[Excerpts from a detection dataset]
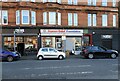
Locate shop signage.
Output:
[101,35,112,39]
[15,29,24,33]
[41,29,83,36]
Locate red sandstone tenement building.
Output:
[0,0,119,55]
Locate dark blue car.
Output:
[0,49,20,62]
[81,46,118,59]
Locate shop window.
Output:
[31,11,36,25]
[43,0,61,3]
[88,14,97,26]
[0,10,8,25]
[68,13,78,26]
[112,0,116,7]
[16,10,36,25]
[16,10,20,25]
[88,0,96,6]
[68,0,78,5]
[102,14,107,26]
[43,12,61,25]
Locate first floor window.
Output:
[31,11,36,25]
[22,10,29,24]
[88,0,96,6]
[43,12,61,25]
[102,14,107,26]
[2,10,8,25]
[113,15,117,27]
[68,13,78,26]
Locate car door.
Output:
[41,48,50,58]
[49,48,58,58]
[90,46,100,56]
[98,47,107,57]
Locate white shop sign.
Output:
[41,29,83,36]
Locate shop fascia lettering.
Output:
[41,29,83,36]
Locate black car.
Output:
[81,46,118,59]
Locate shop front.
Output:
[2,29,37,55]
[40,29,90,51]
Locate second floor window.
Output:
[16,0,35,2]
[0,10,8,25]
[68,13,78,26]
[43,12,61,25]
[16,10,36,25]
[102,0,107,6]
[88,14,97,26]
[102,14,107,26]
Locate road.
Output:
[2,56,118,79]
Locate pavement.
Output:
[2,55,118,81]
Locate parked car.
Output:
[37,47,66,60]
[71,48,81,55]
[0,49,20,62]
[81,46,118,59]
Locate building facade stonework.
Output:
[0,0,119,55]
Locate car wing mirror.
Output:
[2,51,5,53]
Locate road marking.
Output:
[110,70,118,73]
[38,71,93,76]
[23,65,91,70]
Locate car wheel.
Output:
[88,54,94,59]
[58,55,63,60]
[111,53,117,59]
[38,56,43,60]
[7,56,13,62]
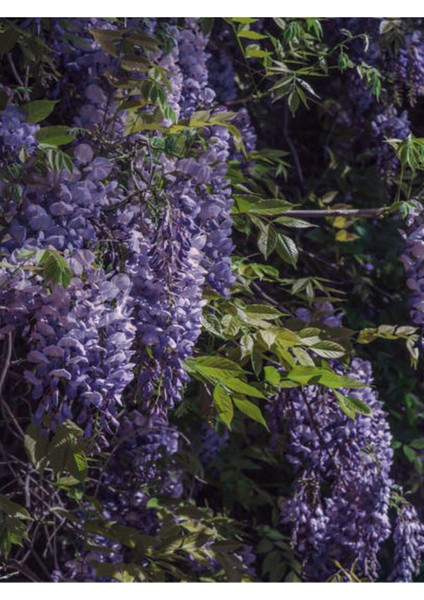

Task to carry out:
Rescale the part of the material that opens with the line containing "Locate pavement." and closes at the end of the material. Repeat every line with the requests included, multiply each bounding-box coordinate in the answers by 0.95, round to whole numbers with halves going up, and leave the pictures out.

Solution to this task:
Locate pavement.
Output:
[2,52,112,77]
Locate parked car.
Output:
[35,45,63,57]
[67,46,77,52]
[0,47,19,59]
[77,44,112,56]
Locate building facade stonework.
Output:
[0,0,113,52]
Locate car wing mirror.
Output:
[2,48,5,50]
Locate road marking.
Output:
[105,67,112,69]
[36,67,88,72]
[22,62,86,67]
Locate car wheel.
Output:
[84,51,89,56]
[55,52,60,57]
[105,50,111,56]
[36,53,41,57]
[7,53,12,59]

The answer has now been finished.